* Start GIVEN INFORMATION *
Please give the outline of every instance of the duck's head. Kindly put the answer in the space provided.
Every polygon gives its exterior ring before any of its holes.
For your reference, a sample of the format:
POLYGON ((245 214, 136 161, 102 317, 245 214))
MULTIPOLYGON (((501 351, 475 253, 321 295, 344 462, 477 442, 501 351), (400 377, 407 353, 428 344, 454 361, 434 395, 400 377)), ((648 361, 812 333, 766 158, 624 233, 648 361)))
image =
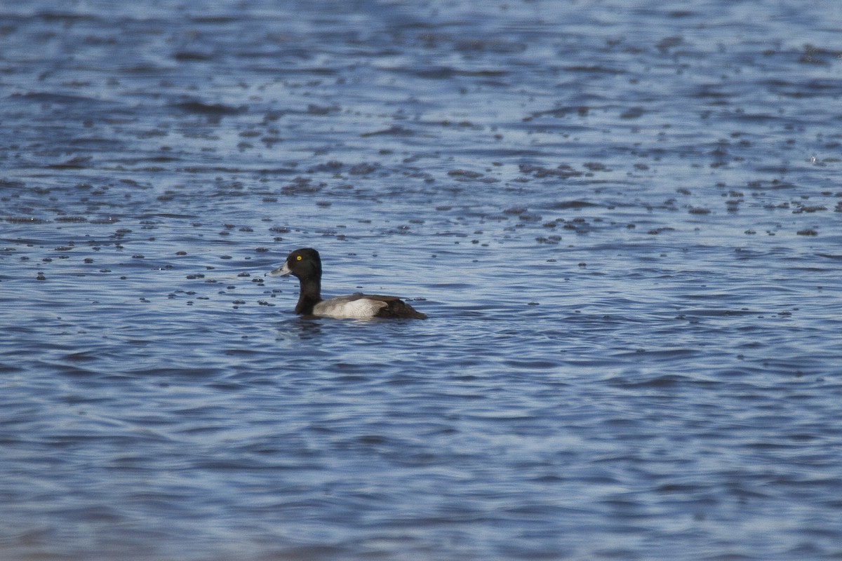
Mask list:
* End GIVEN INFORMATION *
** TASK TO CARRY OUT **
Rewrite all the records above, substituting "outer ring" for "exterior ring" and changing nothing else. Omit the pictures.

** CORRECT RESPONSE **
Please give the outline of every instance of the duck's head. Kindly put the answer in the space provided.
Every polygon gives its outer ring before any of its holes.
For your reference, a sample of the format:
POLYGON ((245 214, 136 161, 102 317, 245 214))
MULTIPOLYGON (((501 351, 475 253, 321 295, 344 462, 477 442, 501 351), (400 377, 407 353, 428 344, 454 361, 434 395, 400 377)), ((648 361, 812 333, 766 158, 624 233, 648 361)))
image =
Mask list:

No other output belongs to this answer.